You are viewing a plain text version of this content. The canonical link for it is here.
Posted to notifications@couchdb.apache.org by GitBox <gi...@apache.org> on 2020/08/17 21:40:34 UTC

[GitHub] [couchdb] raulmartinezr opened a new issue #3083: Couchdb stops writting logs and and then after some time we have always timeouts

raulmartinezr opened a new issue #3083:
URL: https://github.com/apache/couchdb/issues/3083


   [NOTE]: # ( ^^ Provide a general summary of the issue in the title above. ^^ )
   
   ## Description
   We use **dockerized couchdb** in local development environment to **test applications**.
   The procedure for each test:
     - create a database in couchdb
     - test whatever we need to test inside this DB
     - delete it in case it's not necessary anymore
   
   We have **aprox 70 tests**
   
   For each database a few documents are created
      - **less than 10 documents** usually (max 50 when we test indexes created by ddoc)

WRITTEN REQUEST 1:
Extract every line of the records that contains the string "pointing", matching case exactly.
The records have nothing to do with the CouchDB issue.

DATASET EXCERPTS:
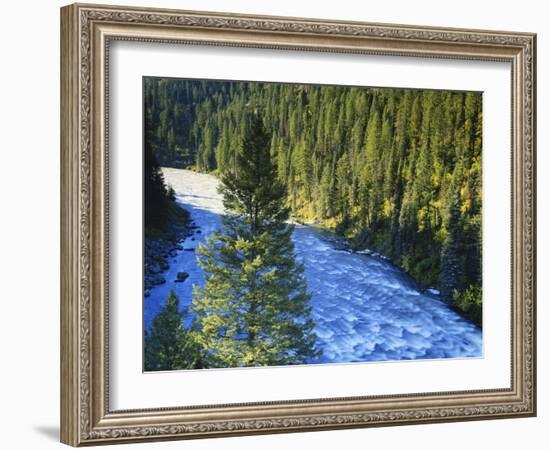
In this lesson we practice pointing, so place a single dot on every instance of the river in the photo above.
* * *
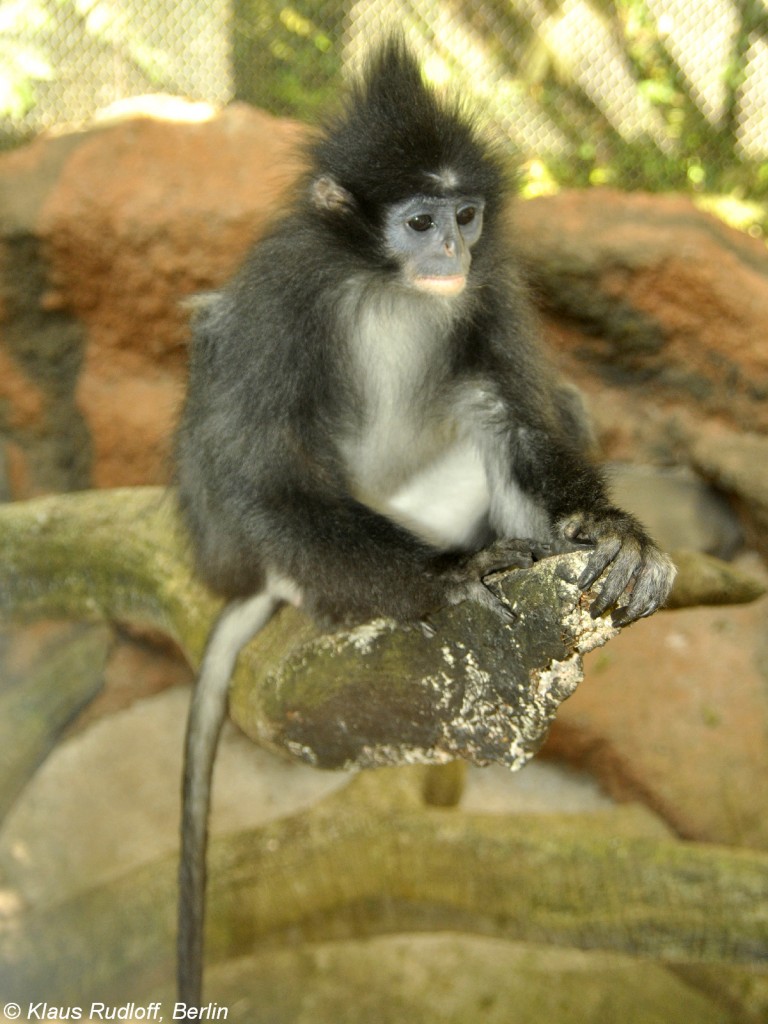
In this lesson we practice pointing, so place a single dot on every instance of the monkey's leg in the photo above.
==
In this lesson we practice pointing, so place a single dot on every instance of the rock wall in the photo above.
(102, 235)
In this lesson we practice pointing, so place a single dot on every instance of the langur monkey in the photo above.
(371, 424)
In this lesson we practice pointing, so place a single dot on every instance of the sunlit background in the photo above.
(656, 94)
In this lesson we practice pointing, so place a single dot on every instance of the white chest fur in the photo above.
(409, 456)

WRITTEN REQUEST 2:
Rewrite the CouchDB issue starting at "[NOTE]: # ( ^^ Provide" and ending at "created by ddoc)", swapping "database" for "collection".

RESPONSE 1:
In this lesson we practice pointing, so place a single dot on every instance of the river in the photo above.
In this lesson we practice pointing, so place a single dot on every instance of the monkey's leg in the photo above.
In this lesson we practice pointing, so place a single dot on every instance of the rock wall in the photo above.
In this lesson we practice pointing, so place a single dot on every instance of the langur monkey in the photo above.
In this lesson we practice pointing, so place a single dot on every instance of the sunlit background in the photo above.
In this lesson we practice pointing, so place a single dot on every instance of the white chest fur in the photo above.

RESPONSE 2:
[NOTE]: # ( ^^ Provide a general summary of the issue in the title above. ^^ )
   
   ## Description
   We use **dockerized couchdb** in local development environment to **test applications**.
   The procedure for each test:
     - create a collection in couchdb
     - test whatever we need to test inside this DB
     - delete it in case it's not necessary anymore
   
   We have **aprox 70 tests**
   
   For each collection a few documents are created
      - **less than 10 documents** usually (max 50 when we test indexes created by ddoc)